▶ [Work order]: Nothing in the records may change. Print them all again.
=== Section Start ===
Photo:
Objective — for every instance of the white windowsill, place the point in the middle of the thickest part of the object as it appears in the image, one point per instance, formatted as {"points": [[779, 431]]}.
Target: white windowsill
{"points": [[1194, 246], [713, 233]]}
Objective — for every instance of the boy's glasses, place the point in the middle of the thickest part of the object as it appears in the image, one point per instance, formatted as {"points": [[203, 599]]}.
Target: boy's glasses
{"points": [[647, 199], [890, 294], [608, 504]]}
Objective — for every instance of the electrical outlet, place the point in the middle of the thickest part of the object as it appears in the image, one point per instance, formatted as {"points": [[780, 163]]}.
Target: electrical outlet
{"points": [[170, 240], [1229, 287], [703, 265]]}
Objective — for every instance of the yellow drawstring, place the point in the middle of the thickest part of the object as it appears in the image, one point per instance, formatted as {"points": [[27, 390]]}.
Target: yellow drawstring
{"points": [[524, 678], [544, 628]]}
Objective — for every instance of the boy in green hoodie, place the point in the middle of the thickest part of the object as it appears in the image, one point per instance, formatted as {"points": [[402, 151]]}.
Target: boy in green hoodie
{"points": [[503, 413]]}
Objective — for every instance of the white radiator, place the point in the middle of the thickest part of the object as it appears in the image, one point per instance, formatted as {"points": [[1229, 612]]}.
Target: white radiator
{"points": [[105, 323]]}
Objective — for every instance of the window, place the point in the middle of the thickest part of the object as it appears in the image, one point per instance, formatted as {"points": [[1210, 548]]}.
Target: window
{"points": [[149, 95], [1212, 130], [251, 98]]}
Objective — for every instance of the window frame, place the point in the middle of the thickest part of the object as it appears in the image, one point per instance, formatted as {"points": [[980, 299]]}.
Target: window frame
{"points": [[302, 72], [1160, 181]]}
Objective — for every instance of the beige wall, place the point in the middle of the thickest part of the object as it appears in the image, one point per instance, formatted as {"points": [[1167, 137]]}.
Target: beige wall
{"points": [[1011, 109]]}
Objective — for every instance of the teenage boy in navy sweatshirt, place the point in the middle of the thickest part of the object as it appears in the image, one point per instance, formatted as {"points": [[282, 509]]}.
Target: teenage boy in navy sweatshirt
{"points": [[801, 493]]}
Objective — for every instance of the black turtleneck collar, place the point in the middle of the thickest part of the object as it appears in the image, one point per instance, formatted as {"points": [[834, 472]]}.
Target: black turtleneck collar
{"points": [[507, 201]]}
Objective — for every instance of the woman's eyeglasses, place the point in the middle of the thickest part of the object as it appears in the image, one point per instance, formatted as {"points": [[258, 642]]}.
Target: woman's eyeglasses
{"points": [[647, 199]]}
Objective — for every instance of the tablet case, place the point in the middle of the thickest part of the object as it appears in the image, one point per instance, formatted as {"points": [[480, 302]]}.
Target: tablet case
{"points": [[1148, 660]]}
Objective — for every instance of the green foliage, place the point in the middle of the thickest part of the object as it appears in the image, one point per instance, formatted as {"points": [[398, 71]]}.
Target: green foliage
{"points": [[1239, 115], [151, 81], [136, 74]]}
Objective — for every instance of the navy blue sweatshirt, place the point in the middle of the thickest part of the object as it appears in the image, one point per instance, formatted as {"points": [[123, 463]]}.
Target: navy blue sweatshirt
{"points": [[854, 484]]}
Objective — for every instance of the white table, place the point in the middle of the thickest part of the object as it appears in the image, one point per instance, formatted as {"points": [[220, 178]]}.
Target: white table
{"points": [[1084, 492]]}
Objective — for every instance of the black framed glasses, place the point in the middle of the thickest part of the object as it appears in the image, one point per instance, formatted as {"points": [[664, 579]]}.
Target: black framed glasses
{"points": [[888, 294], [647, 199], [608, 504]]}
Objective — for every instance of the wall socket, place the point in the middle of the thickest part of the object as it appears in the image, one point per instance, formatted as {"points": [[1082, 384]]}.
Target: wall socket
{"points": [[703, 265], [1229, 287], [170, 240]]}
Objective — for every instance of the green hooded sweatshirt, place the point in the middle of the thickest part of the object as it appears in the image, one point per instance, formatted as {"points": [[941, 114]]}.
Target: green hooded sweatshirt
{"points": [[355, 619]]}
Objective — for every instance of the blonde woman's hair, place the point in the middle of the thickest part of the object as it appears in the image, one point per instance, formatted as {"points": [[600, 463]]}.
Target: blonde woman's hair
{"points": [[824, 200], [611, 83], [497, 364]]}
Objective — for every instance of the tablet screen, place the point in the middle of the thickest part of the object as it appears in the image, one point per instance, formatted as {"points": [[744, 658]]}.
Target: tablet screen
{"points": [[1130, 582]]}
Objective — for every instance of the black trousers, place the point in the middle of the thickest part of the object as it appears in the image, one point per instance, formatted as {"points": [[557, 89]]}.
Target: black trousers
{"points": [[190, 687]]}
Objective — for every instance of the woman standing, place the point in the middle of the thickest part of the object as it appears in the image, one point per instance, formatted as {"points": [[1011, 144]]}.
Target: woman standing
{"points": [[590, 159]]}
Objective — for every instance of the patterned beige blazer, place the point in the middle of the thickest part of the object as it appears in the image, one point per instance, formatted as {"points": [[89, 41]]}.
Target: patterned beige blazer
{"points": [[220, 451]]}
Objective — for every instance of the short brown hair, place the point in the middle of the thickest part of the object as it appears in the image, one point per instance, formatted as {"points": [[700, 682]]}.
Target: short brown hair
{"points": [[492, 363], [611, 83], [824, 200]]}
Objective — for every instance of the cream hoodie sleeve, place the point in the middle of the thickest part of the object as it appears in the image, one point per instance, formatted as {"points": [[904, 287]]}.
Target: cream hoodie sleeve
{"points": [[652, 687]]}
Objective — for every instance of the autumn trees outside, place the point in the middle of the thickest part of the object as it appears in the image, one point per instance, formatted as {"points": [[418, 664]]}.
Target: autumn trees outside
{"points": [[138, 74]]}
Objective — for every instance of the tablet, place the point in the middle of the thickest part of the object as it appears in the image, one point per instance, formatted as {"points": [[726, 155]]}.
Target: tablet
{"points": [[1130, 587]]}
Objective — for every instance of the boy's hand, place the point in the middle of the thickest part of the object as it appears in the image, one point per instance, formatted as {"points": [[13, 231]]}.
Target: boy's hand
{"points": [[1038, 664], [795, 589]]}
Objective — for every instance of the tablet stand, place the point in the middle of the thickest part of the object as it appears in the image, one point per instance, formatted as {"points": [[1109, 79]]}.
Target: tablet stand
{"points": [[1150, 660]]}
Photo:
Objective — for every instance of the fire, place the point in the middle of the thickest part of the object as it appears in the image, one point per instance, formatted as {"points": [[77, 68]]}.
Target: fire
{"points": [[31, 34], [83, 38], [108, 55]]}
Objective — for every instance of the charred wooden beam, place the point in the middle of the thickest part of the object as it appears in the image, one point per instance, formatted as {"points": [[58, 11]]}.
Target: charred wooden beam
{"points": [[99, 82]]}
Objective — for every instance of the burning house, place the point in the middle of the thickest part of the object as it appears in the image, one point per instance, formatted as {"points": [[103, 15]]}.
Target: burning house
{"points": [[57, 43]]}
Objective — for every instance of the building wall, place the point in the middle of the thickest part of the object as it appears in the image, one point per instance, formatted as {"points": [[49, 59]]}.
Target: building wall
=== Section End ===
▶ [Task response]:
Photo:
Objective — for every instance of the white windowsill, place the point in the middle of the thickest part of the object as it appears in the image, one point per instance, formatted as {"points": [[779, 431]]}.
Target: white windowsill
{"points": [[1194, 246], [713, 233]]}
Objective — for every instance of the boy's glasses, place the point in the middle of the thickest part of the object as it appears in the image, one point per instance, formatted as {"points": [[203, 599]]}.
Target: boy's glasses
{"points": [[647, 199], [890, 294], [608, 504]]}
Objective — for every instance of the electrical outlet, place the point in the middle of the thickest part of the object as it appears in the image, one point per instance, formatted as {"points": [[780, 163]]}.
Target: electrical outlet
{"points": [[170, 240], [1229, 287], [703, 265]]}
Objective — for every instance of the yellow drawstring, place the point in the middle of the thickest part of the object as it appears in the image, one point per instance, formatted as {"points": [[27, 390]]}.
Target: yellow drawstring
{"points": [[524, 678], [544, 628]]}
Objective — for every instance of the boy in green hoodie, place the point in the middle of the thickest part of the object as it appears in the image, one point per instance, formatted as {"points": [[402, 151]]}.
Target: boy in green hoodie
{"points": [[503, 413]]}
Objective — for every instance of the white radiator, place the point in the middle of the thickest part of the object as it appears in the image, one point per instance, formatted as {"points": [[1229, 612]]}.
Target: white radiator
{"points": [[105, 323]]}
Objective — for every instance of the window, place the point in the middle of the thickest part of the object as it appears in the image, one point per instance, formatted as {"points": [[1210, 548]]}.
Target: window
{"points": [[149, 95], [1212, 130], [251, 98]]}
Objective — for every instance of the window frame, place the point in the middle of the thickest part of the object as it appears in the image, one point per instance, formatted as {"points": [[980, 299]]}.
Target: window frame
{"points": [[302, 72], [1160, 181]]}
Objective — for every instance of the beige wall, place the point in the middle of the thickest part of the object as it appears in the image, one point per instance, formatted as {"points": [[1167, 137]]}.
Target: beige wall
{"points": [[1011, 109]]}
Objective — for every instance of the teenage boy in navy sweatshirt, place the point in the middle of the thickest part of the object as it appears in the image, one point per instance, formatted as {"points": [[282, 509]]}.
Target: teenage boy in navy sweatshirt
{"points": [[801, 493]]}
Objective — for every instance of the black turtleneck collar, place the point in the middle of the thickest part of the object as it appears in the image, one point per instance, formatted as {"points": [[834, 472]]}.
Target: black turtleneck collar
{"points": [[507, 201]]}
Objective — for every instance of the woman's eyeglasses, place the point in the middle of the thickest part of the object as it appears in the image, one point per instance, formatted as {"points": [[258, 642]]}.
Target: woman's eyeglasses
{"points": [[647, 199]]}
Objective — for every instance of the tablet case, place the point in the middle of the thickest part of the object as it appears in the image, one point per instance, formatted as {"points": [[480, 302]]}.
Target: tablet case
{"points": [[1148, 660]]}
Objective — for every instance of the green foliage, place the point in the middle of the thickest part of the object as it appears in the image, one point per instance, formatted as {"points": [[398, 71]]}.
Target: green foliage
{"points": [[1239, 115], [151, 81], [136, 74]]}
Objective — for every instance of the navy blue sweatshirt, place the point in the middle of the thickest part of the object as it appears in the image, one point per instance, formatted as {"points": [[123, 463]]}.
Target: navy blue sweatshirt
{"points": [[854, 484]]}
Objective — for every instance of the white table, place the point in the middle of the thickest part of the object as it appears in the image, one point per instance, formatted as {"points": [[220, 178]]}.
Target: white table
{"points": [[1084, 492]]}
Objective — for every instance of the black framed glasses, place the point in the middle of the thickest part of the object as it appears in the image, one point per instance, formatted as {"points": [[664, 579]]}.
Target: black framed glasses
{"points": [[888, 294], [647, 199], [608, 504]]}
Objective — for every instance of the wall socket, place the point in the middle of the thickest part of the object as it appears in the image, one point per instance, formatted as {"points": [[1082, 384]]}.
Target: wall socket
{"points": [[703, 265], [1229, 287], [170, 240]]}
Objective — for every instance of the green hooded sweatshirt, place the point in the middle of the thickest part of the object as it appears in the image, one point per instance, formatted as {"points": [[941, 114]]}.
Target: green hooded sweatshirt
{"points": [[355, 619]]}
Objective — for every instance of the blonde woman's hair, place the point in the middle of the thickest part of the object as it appears in the image, one point per instance, formatted as {"points": [[600, 463]]}.
Target: blonde woman's hair
{"points": [[824, 200], [611, 83], [497, 364]]}
Objective — for every instance of the tablet screen, place the point in the middle of the thickest part of the object as it appears in the image, one point per instance, formatted as {"points": [[744, 658]]}.
Target: tablet screen
{"points": [[1130, 582]]}
Objective — for every instance of the black trousers, place the point in the middle of the thickest part of the object as it appears in the image, one point per instance, formatted as {"points": [[557, 89]]}.
Target: black trousers
{"points": [[190, 687]]}
Objective — for every instance of the woman standing, place the point in the middle of the thickest part of the object as it appears in the image, one point per instance, formatted as {"points": [[1011, 144]]}.
Target: woman standing
{"points": [[590, 159]]}
Objective — for every instance of the patterned beige blazer, place the point in the middle of the thickest part of the object as it appears in the image, one point per instance, formatted as {"points": [[89, 41]]}.
Target: patterned beige blazer
{"points": [[220, 451]]}
Objective — for every instance of the short brown hair, place the point in the middle of the thickest part of the object as it appears in the image, one point per instance, formatted as {"points": [[700, 682]]}.
Target: short brown hair
{"points": [[492, 363], [611, 83], [824, 200]]}
Objective — for every instance of the cream hoodie sleeve, place the point in the middle of the thickest part of the object as it appears in the image, one point per instance, formatted as {"points": [[904, 287]]}.
Target: cream hoodie sleeve
{"points": [[652, 687]]}
Objective — for every instance of the autumn trees outside, place the point in the middle of the thickest part of the object as it appears in the image, one point per instance, formatted as {"points": [[418, 664]]}.
Target: autumn trees outside
{"points": [[138, 74]]}
Objective — for every instance of the tablet, place the point in the middle of the thickest part of the object as it appears in the image, one point per instance, formatted as {"points": [[726, 155]]}.
Target: tablet
{"points": [[1130, 587]]}
Objective — for every instance of the boy's hand, place the point in the middle of the thickest part of the object as it appears in the image, one point per instance, formatted as {"points": [[13, 231]]}.
Target: boy's hand
{"points": [[1038, 664], [795, 589]]}
Objective — for every instance of the tablet stand, place the point in the middle of the thickest part of the object as it appears in the image, one point per instance, formatted as {"points": [[1109, 79]]}.
Target: tablet stand
{"points": [[1150, 660]]}
Photo:
Objective — for every instance of the fire, place the point in the middle of the thickest part of the object as it appears in the image, one point per instance, formatted as {"points": [[77, 68]]}.
Target: fire
{"points": [[31, 34], [83, 38], [108, 55]]}
Objective — for every instance of the charred wooden beam, place the point in the middle of the thickest part of the object as it appears in the image, one point per instance, formatted as {"points": [[58, 11]]}.
Target: charred wooden beam
{"points": [[99, 82]]}
Objective — for every instance of the burning house, place the point in the middle of the thickest part of the object as it appears in the image, one point per instance, formatted as {"points": [[103, 15]]}.
Target: burning house
{"points": [[57, 43]]}
Objective — for every instance of the building wall, place the point in the middle of the thickest part of the object as it appears in the image, one point per instance, formatted as {"points": [[49, 59]]}.
Target: building wall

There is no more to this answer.